* _THINGS TO DO_
1. Return the passage of the abstract on offshore oil workers' spiritual wellness from "Results: Offshore oil" up to and including "in this population.".
2. For each statement below, state yes or no as to whether the abstract on offshore oil workers' spiritual wellness supports it, and quote the words that decide it. (a) The review covered literature published in the last 35 years. (b) Accident and injury prevention programs typically address spiritual health. (c) Published research has examined whether employer-provided spiritual services promote occupational health among offshore oil workers.
3. Extend the abstract on offshore oil workers' spiritual wellness by continuing it after its final sentence.

* _SELECTED EXTRACT_
=== Section Start ===

Abstract
Background: Offshore oil rigs are isolated and potentially dangerous environments that present challenges to workers’ physical and mental health. Accident and injury prevention programs and employee assistance programs intend to address these occupational challenges. While vitally important, these programs do not typically address spiritual health. Spirituality has been shown to contribute to health and wellness. Yet, little is known about whether employer-provided spiritual wellness services have the potential to support the occupational health of this population.
Methods: We conducted a scoping review of three bodies of literature published in the last 35 years: the mental and physical wellness of offshore oil workers; the role of spiritual practice in promoting mental and physical wellness; and the provision of spiritual wellness services as an adjunct to employee assistance programs.
Results: Offshore oil workers experience a range of challenges to their physical, mental, emotional and social wellbeing. Spiritual beliefs and practices have been shown to contribute to wellness. Some scholars suggest that providing spiritual resources at work benefits employees and employers alike, while others argue that spiritual practice does not belong in the workplace. There is no published research that specifically examines the spiritual wellbeing of offshore oil workers or whether employer-provided spiritual services would promote occupational health in this population.

=== Section End ===

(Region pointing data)
=== Section Start ===

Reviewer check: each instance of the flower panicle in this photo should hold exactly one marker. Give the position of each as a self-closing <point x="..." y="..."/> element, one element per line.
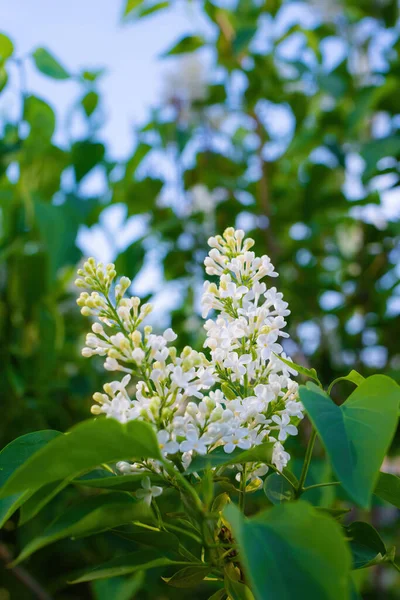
<point x="235" y="394"/>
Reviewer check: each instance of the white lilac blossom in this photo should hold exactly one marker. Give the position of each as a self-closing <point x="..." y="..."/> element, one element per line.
<point x="147" y="492"/>
<point x="237" y="394"/>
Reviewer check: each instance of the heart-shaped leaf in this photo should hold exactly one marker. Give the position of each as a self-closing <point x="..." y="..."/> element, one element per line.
<point x="357" y="434"/>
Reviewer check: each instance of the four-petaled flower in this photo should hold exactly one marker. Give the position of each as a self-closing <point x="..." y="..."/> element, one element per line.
<point x="148" y="491"/>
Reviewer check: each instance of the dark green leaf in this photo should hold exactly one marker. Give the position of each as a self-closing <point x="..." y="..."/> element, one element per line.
<point x="189" y="43"/>
<point x="188" y="577"/>
<point x="366" y="545"/>
<point x="242" y="39"/>
<point x="353" y="376"/>
<point x="84" y="447"/>
<point x="131" y="5"/>
<point x="278" y="489"/>
<point x="91" y="516"/>
<point x="292" y="551"/>
<point x="312" y="373"/>
<point x="6" y="48"/>
<point x="85" y="156"/>
<point x="388" y="488"/>
<point x="237" y="590"/>
<point x="3" y="78"/>
<point x="48" y="65"/>
<point x="357" y="434"/>
<point x="40" y="117"/>
<point x="129" y="563"/>
<point x="90" y="102"/>
<point x="119" y="588"/>
<point x="39" y="500"/>
<point x="102" y="479"/>
<point x="11" y="458"/>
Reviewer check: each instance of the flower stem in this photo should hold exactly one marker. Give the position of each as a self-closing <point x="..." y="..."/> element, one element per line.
<point x="242" y="496"/>
<point x="317" y="485"/>
<point x="306" y="464"/>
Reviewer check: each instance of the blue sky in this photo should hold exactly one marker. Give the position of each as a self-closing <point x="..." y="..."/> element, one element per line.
<point x="89" y="33"/>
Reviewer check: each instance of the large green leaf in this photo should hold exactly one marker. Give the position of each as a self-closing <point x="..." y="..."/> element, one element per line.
<point x="101" y="478"/>
<point x="189" y="576"/>
<point x="6" y="48"/>
<point x="189" y="43"/>
<point x="218" y="457"/>
<point x="358" y="433"/>
<point x="118" y="588"/>
<point x="366" y="545"/>
<point x="388" y="488"/>
<point x="48" y="65"/>
<point x="37" y="501"/>
<point x="11" y="458"/>
<point x="91" y="516"/>
<point x="292" y="551"/>
<point x="85" y="446"/>
<point x="129" y="563"/>
<point x="312" y="373"/>
<point x="278" y="489"/>
<point x="85" y="156"/>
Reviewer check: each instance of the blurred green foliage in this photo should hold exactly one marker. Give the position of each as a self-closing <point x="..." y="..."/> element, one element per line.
<point x="291" y="130"/>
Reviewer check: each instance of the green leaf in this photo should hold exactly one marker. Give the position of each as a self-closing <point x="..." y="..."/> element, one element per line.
<point x="85" y="156"/>
<point x="6" y="48"/>
<point x="40" y="499"/>
<point x="129" y="563"/>
<point x="237" y="590"/>
<point x="3" y="78"/>
<point x="278" y="489"/>
<point x="103" y="479"/>
<point x="151" y="537"/>
<point x="40" y="117"/>
<point x="91" y="516"/>
<point x="189" y="43"/>
<point x="388" y="488"/>
<point x="218" y="457"/>
<point x="243" y="37"/>
<point x="292" y="551"/>
<point x="219" y="595"/>
<point x="84" y="447"/>
<point x="11" y="458"/>
<point x="48" y="65"/>
<point x="357" y="434"/>
<point x="188" y="577"/>
<point x="366" y="545"/>
<point x="90" y="102"/>
<point x="118" y="588"/>
<point x="353" y="376"/>
<point x="374" y="150"/>
<point x="312" y="373"/>
<point x="152" y="8"/>
<point x="131" y="5"/>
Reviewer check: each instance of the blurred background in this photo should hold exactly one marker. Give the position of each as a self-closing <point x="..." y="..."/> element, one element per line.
<point x="132" y="131"/>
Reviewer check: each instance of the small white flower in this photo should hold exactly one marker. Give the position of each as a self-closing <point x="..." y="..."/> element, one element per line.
<point x="169" y="335"/>
<point x="193" y="442"/>
<point x="167" y="446"/>
<point x="280" y="458"/>
<point x="149" y="491"/>
<point x="237" y="439"/>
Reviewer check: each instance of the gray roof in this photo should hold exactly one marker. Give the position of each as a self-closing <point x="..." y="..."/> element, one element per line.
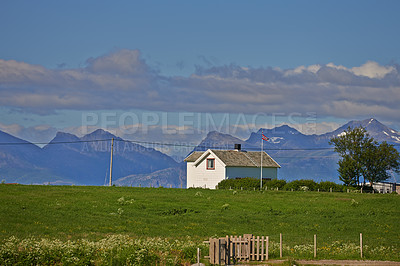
<point x="238" y="158"/>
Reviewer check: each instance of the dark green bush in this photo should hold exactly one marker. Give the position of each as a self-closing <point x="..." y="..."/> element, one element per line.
<point x="302" y="184"/>
<point x="274" y="184"/>
<point x="239" y="183"/>
<point x="327" y="185"/>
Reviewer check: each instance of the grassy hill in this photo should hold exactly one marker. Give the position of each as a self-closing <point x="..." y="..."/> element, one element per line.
<point x="93" y="213"/>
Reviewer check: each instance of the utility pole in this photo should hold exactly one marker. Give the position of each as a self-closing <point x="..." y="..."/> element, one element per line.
<point x="262" y="151"/>
<point x="112" y="150"/>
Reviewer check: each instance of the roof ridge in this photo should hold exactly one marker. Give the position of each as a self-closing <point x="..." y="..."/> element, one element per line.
<point x="250" y="159"/>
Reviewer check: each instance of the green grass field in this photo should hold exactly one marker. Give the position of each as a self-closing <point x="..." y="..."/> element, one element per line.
<point x="93" y="213"/>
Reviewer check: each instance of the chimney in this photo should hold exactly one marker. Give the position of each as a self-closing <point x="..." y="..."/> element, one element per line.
<point x="238" y="147"/>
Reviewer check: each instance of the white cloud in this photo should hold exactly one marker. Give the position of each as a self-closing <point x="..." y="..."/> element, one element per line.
<point x="372" y="70"/>
<point x="123" y="80"/>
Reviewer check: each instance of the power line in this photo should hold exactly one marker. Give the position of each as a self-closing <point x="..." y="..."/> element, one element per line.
<point x="50" y="143"/>
<point x="166" y="144"/>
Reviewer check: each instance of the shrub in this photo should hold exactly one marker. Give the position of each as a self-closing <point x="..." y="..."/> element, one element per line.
<point x="299" y="184"/>
<point x="326" y="186"/>
<point x="239" y="183"/>
<point x="274" y="184"/>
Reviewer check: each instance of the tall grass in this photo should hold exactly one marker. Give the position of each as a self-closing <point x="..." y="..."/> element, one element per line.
<point x="60" y="213"/>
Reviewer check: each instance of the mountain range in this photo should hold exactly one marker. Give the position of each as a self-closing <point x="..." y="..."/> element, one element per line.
<point x="68" y="159"/>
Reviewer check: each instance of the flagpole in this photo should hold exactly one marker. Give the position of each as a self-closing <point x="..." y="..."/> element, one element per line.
<point x="261" y="159"/>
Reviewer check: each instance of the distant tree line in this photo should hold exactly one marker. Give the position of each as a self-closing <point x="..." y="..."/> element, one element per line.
<point x="250" y="183"/>
<point x="363" y="158"/>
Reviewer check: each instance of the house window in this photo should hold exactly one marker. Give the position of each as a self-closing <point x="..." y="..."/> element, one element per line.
<point x="210" y="164"/>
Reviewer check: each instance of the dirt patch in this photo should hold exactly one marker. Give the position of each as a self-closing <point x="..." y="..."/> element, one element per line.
<point x="331" y="262"/>
<point x="343" y="199"/>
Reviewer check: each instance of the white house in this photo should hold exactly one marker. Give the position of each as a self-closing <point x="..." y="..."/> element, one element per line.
<point x="207" y="168"/>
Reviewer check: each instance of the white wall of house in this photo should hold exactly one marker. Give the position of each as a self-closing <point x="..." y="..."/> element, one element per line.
<point x="200" y="176"/>
<point x="242" y="172"/>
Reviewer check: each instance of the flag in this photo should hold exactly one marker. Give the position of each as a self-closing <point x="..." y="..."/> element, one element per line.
<point x="264" y="137"/>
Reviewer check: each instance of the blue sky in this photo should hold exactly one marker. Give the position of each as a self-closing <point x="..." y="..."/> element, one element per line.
<point x="296" y="62"/>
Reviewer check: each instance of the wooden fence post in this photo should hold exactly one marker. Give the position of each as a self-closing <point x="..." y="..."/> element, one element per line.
<point x="315" y="246"/>
<point x="361" y="244"/>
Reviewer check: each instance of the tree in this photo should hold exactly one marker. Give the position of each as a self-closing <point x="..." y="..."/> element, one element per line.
<point x="348" y="173"/>
<point x="378" y="160"/>
<point x="362" y="156"/>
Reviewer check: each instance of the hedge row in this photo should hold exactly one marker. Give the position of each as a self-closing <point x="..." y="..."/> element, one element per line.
<point x="250" y="183"/>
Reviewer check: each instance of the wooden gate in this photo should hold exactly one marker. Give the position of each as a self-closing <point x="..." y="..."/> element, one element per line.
<point x="231" y="249"/>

=== Section End ===

* _EXERCISE RESPONSES_
1.
Results: Offshore oil workers experience a range of challenges to their physical, mental, emotional and social wellbeing. Spiritual beliefs and practices have been shown to contribute to wellness. Some scholars suggest that providing spiritual resources at work benefits employees and employers alike, while others argue that spiritual practice does not belong in the workplace. There is no published research that specifically examines the spiritual wellbeing of offshore oil workers or whether employer-provided spiritual services would promote occupational health in this population.

2.
(a) Yes: "published in the last 35 years"
(b) No: "these programs do not typically address spiritual health"
(c) No: "There is no published research that specifically examines the spiritual wellbeing of offshore oil workers or whether employer-provided spiritual services would promote occupational health in this population"

3.
Discussion: The findings of this scoping review are both promising and cautionary. Evidence suggests that improving offshore workers’ ability to engage in spiritual practice may improve their mental and physical wellbeing. However, this literature is characterized by several methodological shortcomings: the conflation of correlation with causality; the difficulty of creating meaningful standardized measurements of spiritual wellbeing; and concerns around sampling biases, clinical versus population-level effects, and the inability to control for confounding factors. Furthermore, promoting spiritual wellness within the workplace raises controversies at the intersection of capitalism and spirituality. Further research is needed in two key areas: refining theory and method to improve our understanding of the links between spiritual practice and wellness; and deepening the debate about the ethical implications of employer-provided spiritual resources.
Conclusion: Discussion of occupational health and safety in the offshore oil industry often focuses on accident and injury prevention. This is extremely important work. However, worker wellbeing is further improved when industry leaders adopt a more expansive concept of wellness that is supported through employee assistance programming. Determining if and how spiritual resources might constitute part of this support for offshore oil workers requires focused evidence-based research and sensitive ethical consideration.